(Dataset excerpts)
☆ ☆ ☆

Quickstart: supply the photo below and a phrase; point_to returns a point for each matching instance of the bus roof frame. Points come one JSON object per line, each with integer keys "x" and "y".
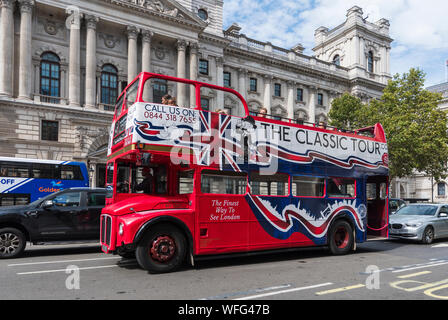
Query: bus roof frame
{"x": 145, "y": 76}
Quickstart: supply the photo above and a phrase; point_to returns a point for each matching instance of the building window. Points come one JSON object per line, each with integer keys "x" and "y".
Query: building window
{"x": 370, "y": 62}
{"x": 50, "y": 130}
{"x": 205, "y": 104}
{"x": 441, "y": 189}
{"x": 159, "y": 89}
{"x": 337, "y": 60}
{"x": 253, "y": 85}
{"x": 320, "y": 99}
{"x": 50, "y": 75}
{"x": 203, "y": 14}
{"x": 109, "y": 84}
{"x": 227, "y": 79}
{"x": 299, "y": 94}
{"x": 203, "y": 67}
{"x": 277, "y": 90}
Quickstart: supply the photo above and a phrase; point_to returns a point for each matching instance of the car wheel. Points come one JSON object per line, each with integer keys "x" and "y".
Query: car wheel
{"x": 162, "y": 249}
{"x": 340, "y": 238}
{"x": 12, "y": 243}
{"x": 428, "y": 235}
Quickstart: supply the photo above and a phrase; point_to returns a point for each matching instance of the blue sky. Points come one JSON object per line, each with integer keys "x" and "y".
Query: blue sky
{"x": 419, "y": 27}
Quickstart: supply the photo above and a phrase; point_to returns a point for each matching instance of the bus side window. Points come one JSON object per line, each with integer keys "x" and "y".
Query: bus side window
{"x": 131, "y": 94}
{"x": 185, "y": 182}
{"x": 217, "y": 182}
{"x": 71, "y": 173}
{"x": 272, "y": 185}
{"x": 44, "y": 171}
{"x": 123, "y": 176}
{"x": 341, "y": 188}
{"x": 16, "y": 170}
{"x": 308, "y": 187}
{"x": 371, "y": 191}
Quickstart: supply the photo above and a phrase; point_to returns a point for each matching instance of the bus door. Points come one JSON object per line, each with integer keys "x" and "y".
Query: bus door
{"x": 308, "y": 195}
{"x": 222, "y": 212}
{"x": 269, "y": 196}
{"x": 377, "y": 206}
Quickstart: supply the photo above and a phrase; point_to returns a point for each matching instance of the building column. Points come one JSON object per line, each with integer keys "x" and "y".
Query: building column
{"x": 132, "y": 52}
{"x": 242, "y": 75}
{"x": 6, "y": 47}
{"x": 291, "y": 100}
{"x": 91, "y": 22}
{"x": 25, "y": 63}
{"x": 181, "y": 46}
{"x": 219, "y": 82}
{"x": 74, "y": 68}
{"x": 194, "y": 48}
{"x": 312, "y": 105}
{"x": 146, "y": 50}
{"x": 267, "y": 93}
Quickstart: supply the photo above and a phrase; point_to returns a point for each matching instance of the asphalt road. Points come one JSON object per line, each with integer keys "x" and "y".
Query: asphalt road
{"x": 377, "y": 270}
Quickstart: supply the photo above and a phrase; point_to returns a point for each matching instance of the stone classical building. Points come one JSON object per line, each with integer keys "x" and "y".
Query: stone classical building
{"x": 63, "y": 63}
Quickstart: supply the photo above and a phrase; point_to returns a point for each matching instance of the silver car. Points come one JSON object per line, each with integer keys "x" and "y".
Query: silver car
{"x": 423, "y": 222}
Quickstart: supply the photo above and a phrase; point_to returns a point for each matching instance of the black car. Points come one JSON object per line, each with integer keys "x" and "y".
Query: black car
{"x": 65, "y": 216}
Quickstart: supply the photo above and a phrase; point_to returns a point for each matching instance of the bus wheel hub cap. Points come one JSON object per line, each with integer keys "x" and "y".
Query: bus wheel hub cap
{"x": 163, "y": 249}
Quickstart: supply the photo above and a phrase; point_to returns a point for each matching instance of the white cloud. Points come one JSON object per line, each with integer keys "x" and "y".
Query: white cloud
{"x": 419, "y": 28}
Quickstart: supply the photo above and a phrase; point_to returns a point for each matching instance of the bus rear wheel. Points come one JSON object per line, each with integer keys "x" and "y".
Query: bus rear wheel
{"x": 162, "y": 249}
{"x": 341, "y": 237}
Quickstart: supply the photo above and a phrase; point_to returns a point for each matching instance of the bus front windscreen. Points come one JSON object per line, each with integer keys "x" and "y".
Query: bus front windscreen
{"x": 141, "y": 179}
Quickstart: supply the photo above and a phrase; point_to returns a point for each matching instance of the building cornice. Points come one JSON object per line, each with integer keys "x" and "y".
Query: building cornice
{"x": 307, "y": 69}
{"x": 191, "y": 23}
{"x": 76, "y": 112}
{"x": 354, "y": 27}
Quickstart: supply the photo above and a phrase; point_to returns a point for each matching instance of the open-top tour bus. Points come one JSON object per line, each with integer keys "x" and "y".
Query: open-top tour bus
{"x": 186, "y": 181}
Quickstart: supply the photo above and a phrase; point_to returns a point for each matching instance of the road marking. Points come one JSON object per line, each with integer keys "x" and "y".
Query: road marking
{"x": 242, "y": 293}
{"x": 356, "y": 286}
{"x": 422, "y": 285}
{"x": 441, "y": 245}
{"x": 60, "y": 261}
{"x": 64, "y": 270}
{"x": 414, "y": 274}
{"x": 426, "y": 265}
{"x": 285, "y": 291}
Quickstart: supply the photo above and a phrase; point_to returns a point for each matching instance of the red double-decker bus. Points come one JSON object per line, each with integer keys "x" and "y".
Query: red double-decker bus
{"x": 185, "y": 182}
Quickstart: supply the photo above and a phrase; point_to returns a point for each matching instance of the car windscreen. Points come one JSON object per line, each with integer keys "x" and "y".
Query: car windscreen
{"x": 423, "y": 210}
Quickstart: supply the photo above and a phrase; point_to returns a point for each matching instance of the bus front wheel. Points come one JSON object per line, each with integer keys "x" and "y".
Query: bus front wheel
{"x": 12, "y": 243}
{"x": 162, "y": 249}
{"x": 340, "y": 238}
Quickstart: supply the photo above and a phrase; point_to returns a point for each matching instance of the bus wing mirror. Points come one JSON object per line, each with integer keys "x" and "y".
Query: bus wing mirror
{"x": 146, "y": 159}
{"x": 47, "y": 204}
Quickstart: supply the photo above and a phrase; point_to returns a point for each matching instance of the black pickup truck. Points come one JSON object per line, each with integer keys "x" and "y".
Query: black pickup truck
{"x": 66, "y": 216}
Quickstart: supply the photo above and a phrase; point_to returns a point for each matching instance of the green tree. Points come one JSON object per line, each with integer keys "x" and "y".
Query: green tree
{"x": 416, "y": 130}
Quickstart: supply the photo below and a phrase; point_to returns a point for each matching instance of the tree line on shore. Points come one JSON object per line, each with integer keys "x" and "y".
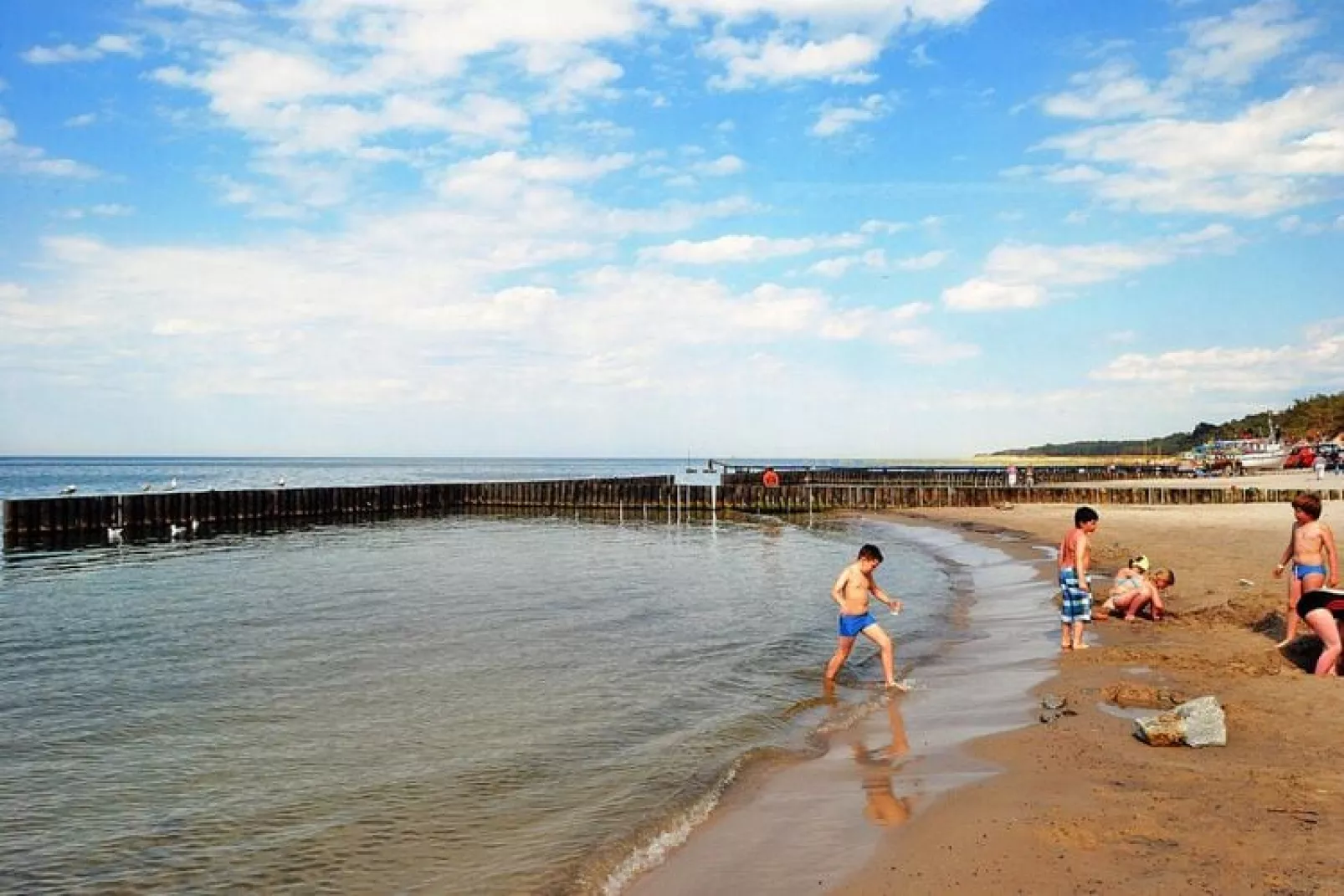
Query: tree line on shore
{"x": 1312, "y": 419}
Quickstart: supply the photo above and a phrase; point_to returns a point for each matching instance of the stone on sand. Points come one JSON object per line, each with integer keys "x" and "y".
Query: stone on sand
{"x": 1195, "y": 723}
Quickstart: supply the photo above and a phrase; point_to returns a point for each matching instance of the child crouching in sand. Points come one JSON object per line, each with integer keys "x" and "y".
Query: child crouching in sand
{"x": 1147, "y": 594}
{"x": 851, "y": 592}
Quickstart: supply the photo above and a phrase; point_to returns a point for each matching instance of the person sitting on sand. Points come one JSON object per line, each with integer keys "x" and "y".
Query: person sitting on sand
{"x": 1074, "y": 585}
{"x": 1128, "y": 581}
{"x": 851, "y": 592}
{"x": 1323, "y": 612}
{"x": 1148, "y": 594}
{"x": 1311, "y": 548}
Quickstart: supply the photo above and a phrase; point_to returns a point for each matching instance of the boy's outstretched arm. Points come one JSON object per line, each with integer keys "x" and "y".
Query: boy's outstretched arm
{"x": 838, "y": 589}
{"x": 886, "y": 598}
{"x": 1332, "y": 556}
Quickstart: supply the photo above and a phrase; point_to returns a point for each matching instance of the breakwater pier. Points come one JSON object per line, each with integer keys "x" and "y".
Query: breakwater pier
{"x": 74, "y": 521}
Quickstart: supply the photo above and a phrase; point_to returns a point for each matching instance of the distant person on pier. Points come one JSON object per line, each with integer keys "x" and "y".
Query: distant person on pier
{"x": 1312, "y": 554}
{"x": 1074, "y": 585}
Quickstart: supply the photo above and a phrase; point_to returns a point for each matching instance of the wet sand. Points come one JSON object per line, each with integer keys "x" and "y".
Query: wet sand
{"x": 1084, "y": 807}
{"x": 807, "y": 827}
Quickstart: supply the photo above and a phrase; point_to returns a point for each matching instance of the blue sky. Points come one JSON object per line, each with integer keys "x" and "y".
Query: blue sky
{"x": 661, "y": 228}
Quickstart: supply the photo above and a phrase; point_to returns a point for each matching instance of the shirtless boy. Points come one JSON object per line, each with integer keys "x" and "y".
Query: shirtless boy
{"x": 851, "y": 592}
{"x": 1074, "y": 585}
{"x": 1311, "y": 548}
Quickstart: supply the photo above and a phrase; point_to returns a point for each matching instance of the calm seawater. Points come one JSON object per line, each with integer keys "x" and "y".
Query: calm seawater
{"x": 457, "y": 705}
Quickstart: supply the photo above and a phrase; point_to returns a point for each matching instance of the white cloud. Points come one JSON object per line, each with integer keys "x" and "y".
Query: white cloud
{"x": 740, "y": 248}
{"x": 721, "y": 166}
{"x": 1111, "y": 91}
{"x": 106, "y": 44}
{"x": 774, "y": 61}
{"x": 106, "y": 210}
{"x": 1019, "y": 275}
{"x": 226, "y": 8}
{"x": 922, "y": 262}
{"x": 887, "y": 228}
{"x": 1316, "y": 361}
{"x": 838, "y": 120}
{"x": 31, "y": 160}
{"x": 1231, "y": 49}
{"x": 1270, "y": 157}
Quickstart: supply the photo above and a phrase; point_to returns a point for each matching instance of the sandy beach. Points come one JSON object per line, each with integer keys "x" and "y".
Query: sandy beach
{"x": 1085, "y": 807}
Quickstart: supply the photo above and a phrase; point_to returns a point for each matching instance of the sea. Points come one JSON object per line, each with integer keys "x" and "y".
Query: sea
{"x": 449, "y": 705}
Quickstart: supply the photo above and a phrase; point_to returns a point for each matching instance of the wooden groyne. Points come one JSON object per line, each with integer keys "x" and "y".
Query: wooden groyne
{"x": 80, "y": 521}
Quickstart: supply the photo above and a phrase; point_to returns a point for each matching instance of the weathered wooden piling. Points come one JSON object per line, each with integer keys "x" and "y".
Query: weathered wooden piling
{"x": 78, "y": 521}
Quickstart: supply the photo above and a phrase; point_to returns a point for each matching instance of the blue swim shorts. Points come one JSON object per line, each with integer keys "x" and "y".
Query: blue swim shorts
{"x": 1301, "y": 570}
{"x": 851, "y": 627}
{"x": 1075, "y": 603}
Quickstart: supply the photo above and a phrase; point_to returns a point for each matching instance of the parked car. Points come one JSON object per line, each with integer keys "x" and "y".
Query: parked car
{"x": 1300, "y": 458}
{"x": 1332, "y": 454}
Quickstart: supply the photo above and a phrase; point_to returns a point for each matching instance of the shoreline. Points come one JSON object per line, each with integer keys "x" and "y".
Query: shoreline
{"x": 807, "y": 827}
{"x": 1081, "y": 806}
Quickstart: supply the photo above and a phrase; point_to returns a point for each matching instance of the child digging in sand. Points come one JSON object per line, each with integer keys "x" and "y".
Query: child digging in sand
{"x": 1074, "y": 586}
{"x": 1311, "y": 548}
{"x": 1148, "y": 594}
{"x": 851, "y": 592}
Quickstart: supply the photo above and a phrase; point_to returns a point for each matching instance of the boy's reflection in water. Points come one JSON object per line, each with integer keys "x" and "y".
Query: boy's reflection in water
{"x": 883, "y": 806}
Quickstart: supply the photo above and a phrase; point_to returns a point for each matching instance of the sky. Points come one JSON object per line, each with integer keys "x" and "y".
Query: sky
{"x": 834, "y": 228}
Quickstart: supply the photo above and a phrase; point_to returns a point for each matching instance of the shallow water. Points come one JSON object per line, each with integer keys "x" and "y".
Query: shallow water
{"x": 450, "y": 705}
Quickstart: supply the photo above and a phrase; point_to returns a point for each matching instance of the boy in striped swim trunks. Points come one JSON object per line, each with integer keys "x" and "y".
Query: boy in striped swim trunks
{"x": 1074, "y": 585}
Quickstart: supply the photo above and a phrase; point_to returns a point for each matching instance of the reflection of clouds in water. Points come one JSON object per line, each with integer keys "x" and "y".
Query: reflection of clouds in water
{"x": 882, "y": 805}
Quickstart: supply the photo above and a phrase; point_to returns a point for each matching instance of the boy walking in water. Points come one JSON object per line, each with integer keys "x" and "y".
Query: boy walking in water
{"x": 1074, "y": 586}
{"x": 851, "y": 592}
{"x": 1311, "y": 548}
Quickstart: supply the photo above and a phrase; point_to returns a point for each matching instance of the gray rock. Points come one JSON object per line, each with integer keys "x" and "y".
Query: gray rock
{"x": 1195, "y": 723}
{"x": 1206, "y": 725}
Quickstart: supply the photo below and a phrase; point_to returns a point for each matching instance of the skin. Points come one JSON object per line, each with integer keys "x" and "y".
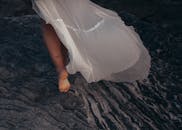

☆ ☆ ☆

→ **The task**: Answer with one number, namely the count of lines in the entries that include the word "below".

→ **Written response**: 3